QUOTED PASSAGE =>
────────────────
• HA:N Statement Against Anti-AAPI Racism and Violence

    We at HA:N United Methodist Church are outraged and heartbroken by the racism and violence against members of the Asian American and Pacific Islander (AAPI) community, especially our women, our elders, migrants and those struggling with poverty. As a predominantly Asian American and multi-racial congregation, we grieve for all the lives lost and hurt, particularly since the start of the COVID pandemic. And we are devastated by the thousands of AAPIs across the country who have been targets of violence, including the six Asian women murdered in Atlanta, Georgia on March 16, 2021.

    Members of AAPI communities in the U.S. have long suffered racial bias and hatred. Racism is a social construct that stems from white supremacy, Western imperialism, settler colonialism, orientalism and xenophobia. It has blinded many from seeing how U.S. policies at home and abroad (especially through militarism) have led to political, social and economic destabilization in this country and many parts of the world. They included policies of forced relocation of Indigenous peoples through the Indian Removal Act of 1830 and later on to a steady flow of immigrants and refugees from Asia, the Pacific Islands and elsewhere, and more since the enactment of the 1965 Immigration Act.
────────────────
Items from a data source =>
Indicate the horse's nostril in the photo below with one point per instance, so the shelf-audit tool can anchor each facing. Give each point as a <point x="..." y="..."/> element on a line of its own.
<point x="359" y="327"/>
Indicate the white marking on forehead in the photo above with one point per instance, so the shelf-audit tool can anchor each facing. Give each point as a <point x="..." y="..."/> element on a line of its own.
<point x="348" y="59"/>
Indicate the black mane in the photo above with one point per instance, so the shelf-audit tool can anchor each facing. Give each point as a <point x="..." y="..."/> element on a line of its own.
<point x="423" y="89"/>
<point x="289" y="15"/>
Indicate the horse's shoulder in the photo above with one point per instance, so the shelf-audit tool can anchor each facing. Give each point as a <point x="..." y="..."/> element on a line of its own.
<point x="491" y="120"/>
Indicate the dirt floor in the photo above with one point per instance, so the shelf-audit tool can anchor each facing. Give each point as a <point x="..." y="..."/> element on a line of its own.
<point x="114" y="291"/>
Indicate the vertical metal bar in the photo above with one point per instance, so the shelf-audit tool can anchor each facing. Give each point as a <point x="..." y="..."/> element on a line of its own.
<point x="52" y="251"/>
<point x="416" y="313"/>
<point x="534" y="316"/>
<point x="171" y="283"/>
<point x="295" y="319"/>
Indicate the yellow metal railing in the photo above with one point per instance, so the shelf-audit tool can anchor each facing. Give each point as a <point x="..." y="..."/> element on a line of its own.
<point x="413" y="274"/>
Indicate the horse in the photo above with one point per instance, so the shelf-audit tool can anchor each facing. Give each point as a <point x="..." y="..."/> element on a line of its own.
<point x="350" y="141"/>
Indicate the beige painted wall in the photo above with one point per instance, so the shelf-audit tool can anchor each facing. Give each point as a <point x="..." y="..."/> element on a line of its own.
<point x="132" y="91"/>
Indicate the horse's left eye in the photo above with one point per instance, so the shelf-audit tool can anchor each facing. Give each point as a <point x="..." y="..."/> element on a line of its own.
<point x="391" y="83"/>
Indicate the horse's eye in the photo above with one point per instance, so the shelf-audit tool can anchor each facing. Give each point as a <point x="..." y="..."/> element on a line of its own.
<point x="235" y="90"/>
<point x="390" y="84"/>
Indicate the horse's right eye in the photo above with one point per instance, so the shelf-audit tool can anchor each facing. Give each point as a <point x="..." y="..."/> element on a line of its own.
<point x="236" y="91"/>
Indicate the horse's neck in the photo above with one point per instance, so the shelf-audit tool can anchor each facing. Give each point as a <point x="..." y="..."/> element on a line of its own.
────────────────
Can you print the HA:N statement against anti-AAPI racism, word for word, from "We at HA:N United" to "March 16, 2021."?

RESPONSE BELOW =>
We at HA:N United Methodist Church are outraged and heartbroken by the racism and violence against members of the Asian American and Pacific Islander (AAPI) community, especially our women, our elders, migrants and those struggling with poverty. As a predominantly Asian American and multi-racial congregation, we grieve for all the lives lost and hurt, particularly since the start of the COVID pandemic. And we are devastated by the thousands of AAPIs across the country who have been targets of violence, including the six Asian women murdered in Atlanta, Georgia on March 16, 2021.